PROBLEM
Reproduce each of the following entries verbatim, including every line, without altering any character.

Dataset excerpts: object pointing:
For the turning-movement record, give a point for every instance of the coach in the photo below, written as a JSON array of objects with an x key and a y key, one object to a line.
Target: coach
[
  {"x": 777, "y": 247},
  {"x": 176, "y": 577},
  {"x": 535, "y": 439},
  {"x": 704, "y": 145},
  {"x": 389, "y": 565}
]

TASK ANSWER
For the turning-movement record, give a point for every instance of the coach in the photo below, written as a JSON array of objects with an x key and a y key, one object to a line.
Target: coach
[
  {"x": 777, "y": 247},
  {"x": 176, "y": 577},
  {"x": 535, "y": 439},
  {"x": 704, "y": 145},
  {"x": 389, "y": 565}
]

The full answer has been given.